→ **Assigned task**
Reproduce the listing exactly and skip over any pictures.

• • • • •

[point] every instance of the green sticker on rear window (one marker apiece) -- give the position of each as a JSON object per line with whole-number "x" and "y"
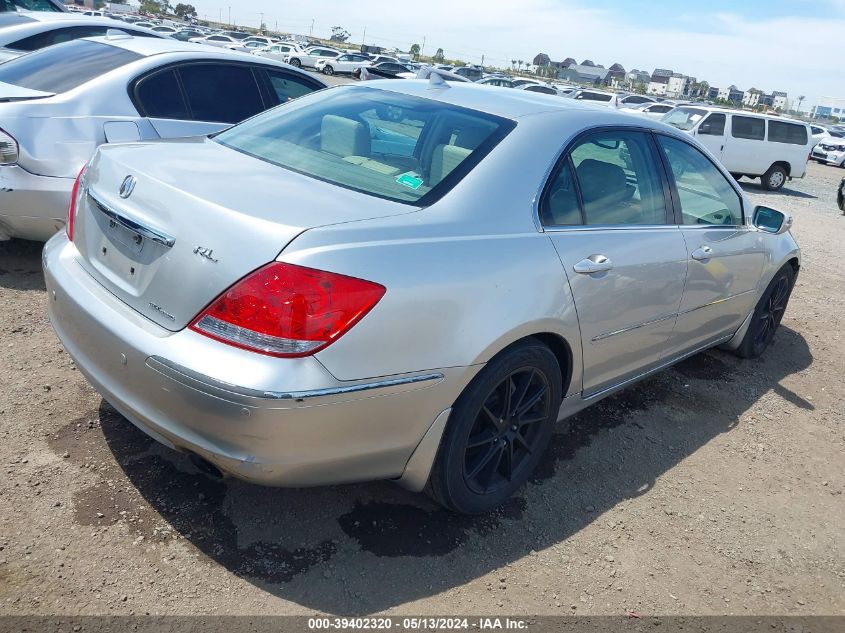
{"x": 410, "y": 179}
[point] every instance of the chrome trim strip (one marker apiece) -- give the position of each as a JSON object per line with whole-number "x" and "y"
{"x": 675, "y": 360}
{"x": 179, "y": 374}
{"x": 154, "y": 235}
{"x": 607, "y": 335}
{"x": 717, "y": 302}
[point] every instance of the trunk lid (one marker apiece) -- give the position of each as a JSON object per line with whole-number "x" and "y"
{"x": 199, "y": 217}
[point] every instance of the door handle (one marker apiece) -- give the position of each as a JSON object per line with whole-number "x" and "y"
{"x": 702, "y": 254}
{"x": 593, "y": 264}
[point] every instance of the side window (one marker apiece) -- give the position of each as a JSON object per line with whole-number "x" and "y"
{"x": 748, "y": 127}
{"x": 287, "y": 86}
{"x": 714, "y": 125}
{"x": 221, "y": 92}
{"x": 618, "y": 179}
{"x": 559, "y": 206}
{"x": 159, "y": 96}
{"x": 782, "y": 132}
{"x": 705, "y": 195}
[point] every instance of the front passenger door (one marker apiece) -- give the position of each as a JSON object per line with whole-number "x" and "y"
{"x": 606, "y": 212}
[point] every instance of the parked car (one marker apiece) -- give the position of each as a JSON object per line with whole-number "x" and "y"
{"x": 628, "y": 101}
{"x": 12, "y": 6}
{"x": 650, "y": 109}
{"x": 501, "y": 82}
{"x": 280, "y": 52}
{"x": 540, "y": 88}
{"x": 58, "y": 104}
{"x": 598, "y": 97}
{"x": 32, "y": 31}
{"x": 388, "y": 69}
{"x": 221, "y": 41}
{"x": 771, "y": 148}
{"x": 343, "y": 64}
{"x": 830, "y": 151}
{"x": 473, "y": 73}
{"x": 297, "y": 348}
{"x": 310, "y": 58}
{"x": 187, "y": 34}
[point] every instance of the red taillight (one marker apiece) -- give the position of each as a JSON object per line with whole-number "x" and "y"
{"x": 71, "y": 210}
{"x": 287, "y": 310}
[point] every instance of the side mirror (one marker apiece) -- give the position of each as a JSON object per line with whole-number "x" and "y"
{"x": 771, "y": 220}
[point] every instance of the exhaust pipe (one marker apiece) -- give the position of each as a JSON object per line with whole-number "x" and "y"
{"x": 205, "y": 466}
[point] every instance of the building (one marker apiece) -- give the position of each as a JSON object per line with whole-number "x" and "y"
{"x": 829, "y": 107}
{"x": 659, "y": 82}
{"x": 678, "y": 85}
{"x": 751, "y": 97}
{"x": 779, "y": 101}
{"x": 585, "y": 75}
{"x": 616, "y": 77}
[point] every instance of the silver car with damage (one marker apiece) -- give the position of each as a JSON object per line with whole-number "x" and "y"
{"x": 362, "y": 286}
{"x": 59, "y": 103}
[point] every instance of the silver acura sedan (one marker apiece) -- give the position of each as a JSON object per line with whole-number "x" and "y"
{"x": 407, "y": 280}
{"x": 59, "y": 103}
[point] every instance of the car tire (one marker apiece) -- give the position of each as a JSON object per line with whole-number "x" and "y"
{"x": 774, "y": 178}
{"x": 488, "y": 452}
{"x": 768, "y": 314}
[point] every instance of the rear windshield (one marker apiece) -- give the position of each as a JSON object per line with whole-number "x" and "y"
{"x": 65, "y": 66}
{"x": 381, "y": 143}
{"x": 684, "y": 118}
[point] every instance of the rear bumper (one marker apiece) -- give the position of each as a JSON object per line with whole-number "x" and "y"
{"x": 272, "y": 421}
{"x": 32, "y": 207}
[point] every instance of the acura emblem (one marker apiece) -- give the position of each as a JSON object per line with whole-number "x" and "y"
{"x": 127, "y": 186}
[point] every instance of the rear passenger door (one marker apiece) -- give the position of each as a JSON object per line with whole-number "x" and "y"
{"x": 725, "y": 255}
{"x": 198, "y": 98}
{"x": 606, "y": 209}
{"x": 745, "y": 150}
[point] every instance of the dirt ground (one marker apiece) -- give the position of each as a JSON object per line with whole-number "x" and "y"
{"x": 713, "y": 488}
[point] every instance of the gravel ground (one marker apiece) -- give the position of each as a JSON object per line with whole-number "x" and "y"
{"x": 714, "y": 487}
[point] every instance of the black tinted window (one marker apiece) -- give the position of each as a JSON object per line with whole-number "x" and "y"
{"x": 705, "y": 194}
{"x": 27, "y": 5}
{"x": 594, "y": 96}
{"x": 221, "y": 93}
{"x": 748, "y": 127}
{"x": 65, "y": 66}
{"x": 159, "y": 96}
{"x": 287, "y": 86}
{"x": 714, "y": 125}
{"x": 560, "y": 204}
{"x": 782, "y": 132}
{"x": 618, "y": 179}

• • • • •

→ **Exercise solution**
[point] every instance of the green sticker on rear window (one marker apiece) -- give the position of each as a JSON object per line with whole-number "x" and "y"
{"x": 410, "y": 179}
[point] every instance of the chrome trim strip (one marker apiece) -- give the position of each as a JSON object per line with whole-number "x" and "y"
{"x": 675, "y": 360}
{"x": 179, "y": 374}
{"x": 154, "y": 235}
{"x": 607, "y": 335}
{"x": 717, "y": 302}
[point] every instance of the trunk lid (one marker apiece) -- give the position of each as a JSON object per line with whole-number "x" and "y"
{"x": 199, "y": 217}
[point] every instance of the door handle (one marker apiece) -- give the position of each as a JSON object per line with whole-number "x" and "y"
{"x": 702, "y": 254}
{"x": 593, "y": 264}
[point] every instance of the side window (one marker apiece) -- give the position of each as a JSON object per line with whole-number "x" and "y"
{"x": 748, "y": 127}
{"x": 287, "y": 86}
{"x": 714, "y": 125}
{"x": 221, "y": 92}
{"x": 618, "y": 179}
{"x": 559, "y": 206}
{"x": 159, "y": 96}
{"x": 782, "y": 132}
{"x": 705, "y": 195}
[point] every instance of the front passenger door (one marker apiece) -- give the position of each as a JSON object per line with whole-number "x" and "y"
{"x": 606, "y": 212}
[point] every instance of the parked car (one marker apiece) -- give the position of each as a JSON object per line with whole-number "x" and "y"
{"x": 628, "y": 101}
{"x": 12, "y": 6}
{"x": 650, "y": 109}
{"x": 501, "y": 82}
{"x": 280, "y": 52}
{"x": 540, "y": 88}
{"x": 58, "y": 104}
{"x": 598, "y": 97}
{"x": 32, "y": 31}
{"x": 388, "y": 69}
{"x": 221, "y": 41}
{"x": 771, "y": 148}
{"x": 343, "y": 64}
{"x": 830, "y": 151}
{"x": 473, "y": 73}
{"x": 297, "y": 348}
{"x": 310, "y": 58}
{"x": 187, "y": 34}
[point] every instance of the red taillight (one marker apiece) -- give the position of each as a JSON object per line with whole-number "x" and "y"
{"x": 71, "y": 210}
{"x": 287, "y": 310}
[point] every instance of the side mirror (one marker apiece) -- give the position of each as a JSON object per line with whole-number "x" and "y"
{"x": 771, "y": 220}
[point] every instance of the exhaust pipe (one marker apiece) -- give the position of each as a JSON object per line with whole-number "x" and "y"
{"x": 205, "y": 466}
[point] every instance of the building (one marker apiece) -- give the position of each as a JSON object per line with whole-number "x" and "y"
{"x": 829, "y": 107}
{"x": 659, "y": 82}
{"x": 678, "y": 85}
{"x": 751, "y": 97}
{"x": 779, "y": 101}
{"x": 585, "y": 75}
{"x": 616, "y": 77}
[point] every instance of the silver car with damage (one marker apiece) -- give the position of each as a JSON object per line with whole-number "x" and "y"
{"x": 362, "y": 286}
{"x": 59, "y": 103}
[point] every instance of the silver acura sedan (one marker apiece) -- give the position of each as a JSON object per line with whole-number "x" and "y"
{"x": 407, "y": 280}
{"x": 59, "y": 103}
[point] every instance of the car tire (one marker apiece) -- give the position of each as a JSON object per line with whole-number "x" and "y"
{"x": 774, "y": 178}
{"x": 488, "y": 452}
{"x": 768, "y": 314}
[point] every instance of the rear windshield (one marker apiece) -- give the position of each as a JSON object per line with whole-number "x" and "y"
{"x": 65, "y": 66}
{"x": 381, "y": 143}
{"x": 684, "y": 118}
[point] every instance of the rear bumper (one marker apiece) -- give the position of each as a JSON object per line with whole-number "x" and "y"
{"x": 272, "y": 421}
{"x": 32, "y": 207}
[point] every instance of the acura emblem (one marker apiece) -- give the position of each as a JSON object per line with whole-number "x" and "y"
{"x": 127, "y": 186}
[point] every instance of the rear passenger door (one marker apiece) -- give the position of each as a JSON object per line with whole-number "x" and "y"
{"x": 725, "y": 255}
{"x": 198, "y": 98}
{"x": 606, "y": 209}
{"x": 745, "y": 150}
[point] every instance of the dirt ground (one marker apiece) -- give the position of each as a JSON object per line with whole-number "x" and "y"
{"x": 713, "y": 488}
[point] every instance of the gravel ground (one marker apiece) -- give the position of each as a JSON object per line with whole-number "x" and "y"
{"x": 714, "y": 487}
[point] every instance of the black tinted window (one marker apiece) -- give the position of each as a JSON object per line with whole-number "x" and "y"
{"x": 705, "y": 194}
{"x": 27, "y": 5}
{"x": 594, "y": 96}
{"x": 221, "y": 93}
{"x": 748, "y": 127}
{"x": 65, "y": 66}
{"x": 159, "y": 96}
{"x": 287, "y": 86}
{"x": 714, "y": 125}
{"x": 560, "y": 204}
{"x": 782, "y": 132}
{"x": 618, "y": 179}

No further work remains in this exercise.